# Selected excerpt
********

Broglio also described how head impact can stretch brain tissue at a microscopic level. That stretching could cause Tau proteins in the brain, which function like a support structure to brain cells, to break down and become tangled—something that can kill brain cells. Repeated head trauma and a buildup of microscopic damage to the brain, Broglio explained, might lead to neurodegenerative diseases like Parkinson’s.
But how exactly inflammation, Tau protein damage, and other effects of head trauma transition to a progressive brain disease, Alosco said, is still unclear.
Experts also emphasized that more research needs to be conducted before they can know for certain if football players have an increased risk of Parkinson’s disease. The study, for instance, only looked at a correlation — a general connection — between playing football and developing Parkinson’s disease among the participants. It did not show that playing football caused the disease.
It’s important that future studies need to incorporate a wider group of participants to get information about football and Parkinson’s that applies to the public at large, Alosco said. The report used data from a “convenience sample” of people already enrolled in an online study on Parkinson’s disease. Since those people likely signed up because of a Parkinson’s disease diagnosis or concern due to family history, he said, more people in the study probably have Parkinson’s disease compared with the general public.
“How this translates to the general population is something that we can’t yet make inferences to,” he added.
The study’s participants were also homogenous: 98% of them were White, a proportion that poorly reflects the demographics of the wider population — and in particular, football players. Alosco said the skewed racial makeup of the cohort was not intentional, but rather reflects systemic difficulties in recruiting underrepresented minorities for research studies.
“Ideally, we’re moving forward to address those barriers and really engage these populations inresearch,”Alosco said. “We have more work to do. And we have to interpret these findings in the context of this being a sample of White men.”
While the jury’s still out on how football affects someone’s likelihood of developing Parkinson’s disease, the report’s findings are a reminder that contact sports like football can have long-term consequences on brain health, experts say.

********

# Records shown

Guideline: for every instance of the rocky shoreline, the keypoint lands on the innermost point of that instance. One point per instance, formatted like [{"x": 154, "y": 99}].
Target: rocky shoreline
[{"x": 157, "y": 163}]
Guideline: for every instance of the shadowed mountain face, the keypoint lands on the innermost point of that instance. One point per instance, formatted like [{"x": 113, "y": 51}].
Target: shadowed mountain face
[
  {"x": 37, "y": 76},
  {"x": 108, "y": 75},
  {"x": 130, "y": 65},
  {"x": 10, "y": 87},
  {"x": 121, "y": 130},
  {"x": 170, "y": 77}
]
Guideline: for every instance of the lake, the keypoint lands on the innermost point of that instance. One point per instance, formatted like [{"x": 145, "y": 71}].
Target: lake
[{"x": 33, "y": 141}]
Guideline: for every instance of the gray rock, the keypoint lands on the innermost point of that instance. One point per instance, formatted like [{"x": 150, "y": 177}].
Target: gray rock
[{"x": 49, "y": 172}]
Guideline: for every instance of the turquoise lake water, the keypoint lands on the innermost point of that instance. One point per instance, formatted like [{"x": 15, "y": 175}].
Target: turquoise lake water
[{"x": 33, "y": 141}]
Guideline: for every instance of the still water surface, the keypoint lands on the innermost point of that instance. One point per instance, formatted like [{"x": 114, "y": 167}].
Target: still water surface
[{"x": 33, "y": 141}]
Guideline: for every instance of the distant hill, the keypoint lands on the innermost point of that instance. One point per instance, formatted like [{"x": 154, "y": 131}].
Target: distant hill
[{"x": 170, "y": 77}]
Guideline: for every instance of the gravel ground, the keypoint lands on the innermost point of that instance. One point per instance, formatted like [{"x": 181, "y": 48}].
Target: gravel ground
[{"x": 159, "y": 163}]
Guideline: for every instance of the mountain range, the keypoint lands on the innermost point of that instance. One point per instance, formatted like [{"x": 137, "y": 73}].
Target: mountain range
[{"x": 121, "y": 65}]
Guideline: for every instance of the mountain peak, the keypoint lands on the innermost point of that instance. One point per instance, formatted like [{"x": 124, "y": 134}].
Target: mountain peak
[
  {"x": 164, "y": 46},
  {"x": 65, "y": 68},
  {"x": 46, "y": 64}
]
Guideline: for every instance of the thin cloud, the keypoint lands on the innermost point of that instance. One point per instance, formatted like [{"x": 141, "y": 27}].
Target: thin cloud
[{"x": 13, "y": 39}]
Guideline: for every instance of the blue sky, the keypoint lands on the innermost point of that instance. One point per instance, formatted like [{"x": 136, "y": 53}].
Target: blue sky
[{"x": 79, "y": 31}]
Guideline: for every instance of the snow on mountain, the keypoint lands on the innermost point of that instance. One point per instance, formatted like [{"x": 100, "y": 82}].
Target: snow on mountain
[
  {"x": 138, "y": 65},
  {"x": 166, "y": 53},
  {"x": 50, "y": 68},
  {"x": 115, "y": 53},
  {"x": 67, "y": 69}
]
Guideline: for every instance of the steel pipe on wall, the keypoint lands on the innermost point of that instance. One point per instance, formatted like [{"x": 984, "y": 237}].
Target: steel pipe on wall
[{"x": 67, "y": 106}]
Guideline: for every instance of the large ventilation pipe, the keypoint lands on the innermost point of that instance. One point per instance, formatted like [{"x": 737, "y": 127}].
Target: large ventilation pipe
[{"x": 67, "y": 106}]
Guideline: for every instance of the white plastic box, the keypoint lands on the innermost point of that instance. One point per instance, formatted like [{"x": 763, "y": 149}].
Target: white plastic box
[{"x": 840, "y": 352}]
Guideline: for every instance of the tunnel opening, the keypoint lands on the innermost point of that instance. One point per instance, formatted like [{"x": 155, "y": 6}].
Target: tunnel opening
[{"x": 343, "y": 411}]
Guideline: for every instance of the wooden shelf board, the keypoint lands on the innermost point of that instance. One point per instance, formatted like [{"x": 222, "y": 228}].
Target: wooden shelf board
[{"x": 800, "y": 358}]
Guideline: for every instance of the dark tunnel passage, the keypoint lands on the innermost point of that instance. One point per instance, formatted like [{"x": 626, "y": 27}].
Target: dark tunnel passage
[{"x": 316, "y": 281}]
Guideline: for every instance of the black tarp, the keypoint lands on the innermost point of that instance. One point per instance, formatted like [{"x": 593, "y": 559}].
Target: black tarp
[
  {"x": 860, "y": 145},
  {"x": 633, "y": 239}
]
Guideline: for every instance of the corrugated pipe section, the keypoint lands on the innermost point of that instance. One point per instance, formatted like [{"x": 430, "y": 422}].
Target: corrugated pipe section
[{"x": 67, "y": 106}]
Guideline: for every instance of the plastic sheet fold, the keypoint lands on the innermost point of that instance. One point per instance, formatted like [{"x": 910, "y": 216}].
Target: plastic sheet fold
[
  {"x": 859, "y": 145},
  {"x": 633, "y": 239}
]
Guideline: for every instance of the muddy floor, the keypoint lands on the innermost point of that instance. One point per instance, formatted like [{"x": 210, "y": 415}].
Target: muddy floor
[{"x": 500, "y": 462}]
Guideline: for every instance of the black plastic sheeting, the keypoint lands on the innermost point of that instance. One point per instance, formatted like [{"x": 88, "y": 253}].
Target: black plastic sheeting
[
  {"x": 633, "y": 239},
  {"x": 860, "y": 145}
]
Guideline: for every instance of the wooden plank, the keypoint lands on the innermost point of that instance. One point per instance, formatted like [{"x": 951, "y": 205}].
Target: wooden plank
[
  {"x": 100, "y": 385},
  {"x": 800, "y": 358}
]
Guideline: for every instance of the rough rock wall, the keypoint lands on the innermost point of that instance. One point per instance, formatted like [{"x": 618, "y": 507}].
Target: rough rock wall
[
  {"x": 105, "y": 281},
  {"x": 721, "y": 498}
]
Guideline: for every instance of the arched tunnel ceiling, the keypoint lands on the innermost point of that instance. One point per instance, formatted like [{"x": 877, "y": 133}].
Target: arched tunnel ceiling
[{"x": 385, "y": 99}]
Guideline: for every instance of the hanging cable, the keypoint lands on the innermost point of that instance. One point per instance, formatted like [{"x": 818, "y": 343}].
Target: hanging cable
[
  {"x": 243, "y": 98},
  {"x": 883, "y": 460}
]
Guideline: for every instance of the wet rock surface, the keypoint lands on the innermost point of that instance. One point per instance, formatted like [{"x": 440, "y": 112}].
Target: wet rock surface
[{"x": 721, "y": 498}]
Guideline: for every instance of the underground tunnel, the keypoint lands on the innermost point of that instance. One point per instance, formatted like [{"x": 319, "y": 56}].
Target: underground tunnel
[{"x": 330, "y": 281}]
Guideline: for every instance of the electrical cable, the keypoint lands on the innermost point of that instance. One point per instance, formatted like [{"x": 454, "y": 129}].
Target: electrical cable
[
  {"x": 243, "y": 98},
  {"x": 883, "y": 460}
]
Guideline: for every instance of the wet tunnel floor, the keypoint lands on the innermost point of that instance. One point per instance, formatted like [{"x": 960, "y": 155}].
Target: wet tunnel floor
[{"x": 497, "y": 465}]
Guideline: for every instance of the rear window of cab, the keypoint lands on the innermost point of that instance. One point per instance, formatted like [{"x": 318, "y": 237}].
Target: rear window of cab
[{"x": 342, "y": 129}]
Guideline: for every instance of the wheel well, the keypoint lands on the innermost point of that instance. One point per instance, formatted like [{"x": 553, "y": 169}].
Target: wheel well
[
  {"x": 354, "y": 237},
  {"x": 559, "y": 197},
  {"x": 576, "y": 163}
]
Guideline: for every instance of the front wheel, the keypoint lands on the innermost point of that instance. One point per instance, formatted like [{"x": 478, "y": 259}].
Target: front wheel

********

# Task statement
Continue the article on football and Parkinson's disease from the point where it stops. The lines above have nothing to do with what comes next.

# Response area
There are key steps they recommendteams take to reduce the risk of serious injury.
“Sports have so many benefits for kids and for adults, and we need these sports, but we also need to protect the brain,” Stamm said.
Delaying tackling in youth football until high school could be a first step to reduce exposure to hard hits, Alosco and Stamm agreed. Preventing heavy hits at a young age, they explained, can give the brain more time to develop and reduce the number of overall lifetime impacts the brain has to endure.
Once players are in sports practices, minimizing the number of hits players take could also be a tool to prevent brain injury — which previous research suggests as one of the best ways to reduce head injuries in youth football. As Stamm explained, reducing tackles in practices not only reduces the number of total impacts a player endures, but also keeps players healthy for competition.
But doing so will require widespread buy-in — not just from players, but from coaches as well.
According to Broglio, athletes and their parents should consider if a team has up-to-date equipment and a coaching staff that teaches appropriate tackling techniques. On-site medical staff, such as sideline medical trainers are also important precautions.
“We really need coaches to buy into that and promote a culture of health within teams,” Stamm said. “So that change in culture and shift towards health, really minimizing impacts in practice … when we do that, we’ll be healthier for game day with the whole body.”